■ **WHAT IS EXPECTED**
Could you reproduce, exactly and alone, the lines running from the one with "boxes needed: store interior light" to the end of the data below?
####################
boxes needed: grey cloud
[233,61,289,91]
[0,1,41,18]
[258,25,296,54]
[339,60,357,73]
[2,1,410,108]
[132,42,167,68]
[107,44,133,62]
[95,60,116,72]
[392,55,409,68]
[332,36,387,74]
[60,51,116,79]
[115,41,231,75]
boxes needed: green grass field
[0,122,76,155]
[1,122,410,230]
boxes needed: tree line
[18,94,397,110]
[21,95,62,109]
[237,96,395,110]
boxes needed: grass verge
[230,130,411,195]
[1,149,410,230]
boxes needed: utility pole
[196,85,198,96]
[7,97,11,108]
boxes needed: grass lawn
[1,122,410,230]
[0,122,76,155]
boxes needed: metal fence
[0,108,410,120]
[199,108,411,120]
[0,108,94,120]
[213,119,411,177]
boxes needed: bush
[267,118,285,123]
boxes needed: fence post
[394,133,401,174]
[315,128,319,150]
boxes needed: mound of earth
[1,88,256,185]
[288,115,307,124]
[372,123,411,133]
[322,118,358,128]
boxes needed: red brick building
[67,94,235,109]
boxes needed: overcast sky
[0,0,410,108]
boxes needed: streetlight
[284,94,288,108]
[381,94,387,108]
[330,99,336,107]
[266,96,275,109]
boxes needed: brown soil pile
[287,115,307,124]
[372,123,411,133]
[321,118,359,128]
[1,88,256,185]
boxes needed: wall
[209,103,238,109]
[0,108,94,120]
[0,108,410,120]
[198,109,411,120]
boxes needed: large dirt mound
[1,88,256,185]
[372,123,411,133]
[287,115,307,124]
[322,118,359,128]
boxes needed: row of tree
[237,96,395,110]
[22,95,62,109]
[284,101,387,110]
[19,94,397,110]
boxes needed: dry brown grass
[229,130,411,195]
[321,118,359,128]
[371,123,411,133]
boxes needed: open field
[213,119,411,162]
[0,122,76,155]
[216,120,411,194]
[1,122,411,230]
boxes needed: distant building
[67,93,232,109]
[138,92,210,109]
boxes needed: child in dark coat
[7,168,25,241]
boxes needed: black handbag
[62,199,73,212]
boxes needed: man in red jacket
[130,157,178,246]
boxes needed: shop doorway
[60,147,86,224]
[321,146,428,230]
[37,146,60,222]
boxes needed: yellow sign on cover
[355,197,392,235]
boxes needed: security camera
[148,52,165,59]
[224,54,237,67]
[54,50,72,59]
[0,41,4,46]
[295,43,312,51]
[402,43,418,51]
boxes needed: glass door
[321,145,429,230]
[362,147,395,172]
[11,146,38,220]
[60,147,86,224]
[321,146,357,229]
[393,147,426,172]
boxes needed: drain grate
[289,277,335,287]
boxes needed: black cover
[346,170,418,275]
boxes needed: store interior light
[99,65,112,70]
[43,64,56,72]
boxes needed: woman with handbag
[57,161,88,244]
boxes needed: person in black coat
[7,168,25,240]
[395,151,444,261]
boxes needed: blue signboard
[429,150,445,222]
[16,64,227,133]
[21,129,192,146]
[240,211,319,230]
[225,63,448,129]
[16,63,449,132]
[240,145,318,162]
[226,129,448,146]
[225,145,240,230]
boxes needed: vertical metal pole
####################
■ **RESPONSE TO THE TASK**
boxes needed: store interior light
[99,65,112,70]
[43,64,56,72]
boxes needed: woman with handbag
[57,161,88,244]
boxes needed: person in black coat
[7,168,25,240]
[395,151,444,261]
boxes needed: blue signboard
[429,150,445,222]
[16,64,227,133]
[21,129,192,146]
[240,211,319,230]
[225,63,448,129]
[16,63,449,132]
[240,145,318,162]
[226,129,448,146]
[225,145,240,230]
boxes needed: vertical metal pole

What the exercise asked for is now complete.